Stored records:
----------------------------------------

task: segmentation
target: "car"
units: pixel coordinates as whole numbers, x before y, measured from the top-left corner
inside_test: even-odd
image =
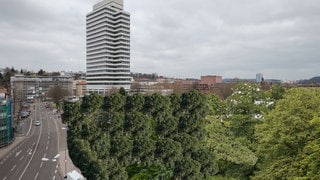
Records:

----------------------------------------

**Work item:**
Reproduce every line above exactly, pictures excluded.

**Response to this exercise:**
task: segmentation
target: "car"
units: pixel coordinates as whole numbers, x before y, measured from the top-left corner
inside_test: even-odd
image =
Records:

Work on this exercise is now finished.